Extract to read:
________________________
Landauer’s paper languished after publication. But by the 1980s, experimenters were making devices in which electrons traveled coherently and ballistically. Theorists became interested, too. Then, in 1988, two independent groups—a British group at the University of Cambridge and a Dutch collaboration from Philips Research Laboratories in Eindhoven and Delft University of Technology—made a startling discovery: The conductance of a coherent DC circuit is quantized in units of e2/h. (The online version of this story links to the original Physics Today report from November 1988, page 21.)
In their respective experiments, the British and Dutch groups used the then-new quantum point contact. A QPC consists of two closely spaced electrodes deposited on top of a semiconductor heterojunction. At the junction itself, the band structures of the two semiconductors bend to meet each other in such a way that the bottom of the conduction band falls below the Fermi energy. The result is a thin layer that conducts electrons in the plane of the junction like a metal: a two-dimensional electron gas (2DEG).
The electrodes are sharp and point toward each other. Putting a strong negative voltage on both of them clears electrons away from the region between the electrodes and pinches the 2DEG in two. Easing the voltage lets the two parts of the 2DEG reconnect through a narrow channel. When the electron wavelength and channel width are comparable, electrons can’t squeeze through the QPC without meeting Landauer-style resistance. Because its width is the only source of resistance, a QPC is the simplest resistor of all.
Experimenters and theorists saw in the QPC a vessel for exploring the physics of electron transport on scales and at temperatures for which the size of the electron’s wavepacket matters. One of the first lines of QPC research to be developed concerns charge noise—fluctuations in current caused by the discreteness of the charge carriers. (See Henk van Houten and Carlo Beenakker’s article “Quantum Point Contacts,” Physics Today, July 1996, page 22.)
Büttiker wondered how charge noise behaves in the AC regime, but he realized he couldn’t analyze the problem without first understanding the current itself. In the early 1990s, with Prêtre and Thomas, he analyzed a simple coherent circuit: a QPC coupled with a single capacitor.
________________________
Information supplied:
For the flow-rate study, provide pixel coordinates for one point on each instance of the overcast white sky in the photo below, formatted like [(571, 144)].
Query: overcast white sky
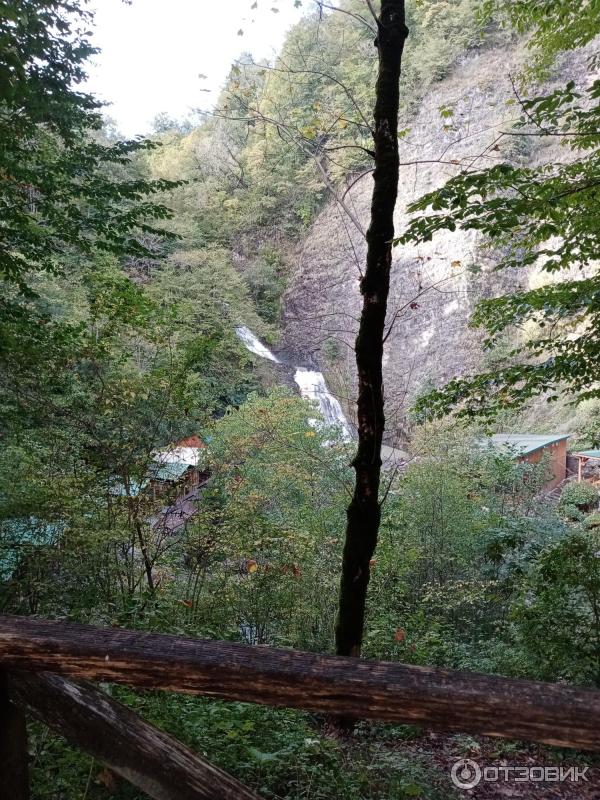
[(153, 52)]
________________________
Revise the text about quantum point contacts from "Büttiker wondered how" up to and including "a single capacitor.", putting "inductor" in place of "capacitor". Work only from the text about quantum point contacts.

Büttiker wondered how charge noise behaves in the AC regime, but he realized he couldn’t analyze the problem without first understanding the current itself. In the early 1990s, with Prêtre and Thomas, he analyzed a simple coherent circuit: a QPC coupled with a single inductor.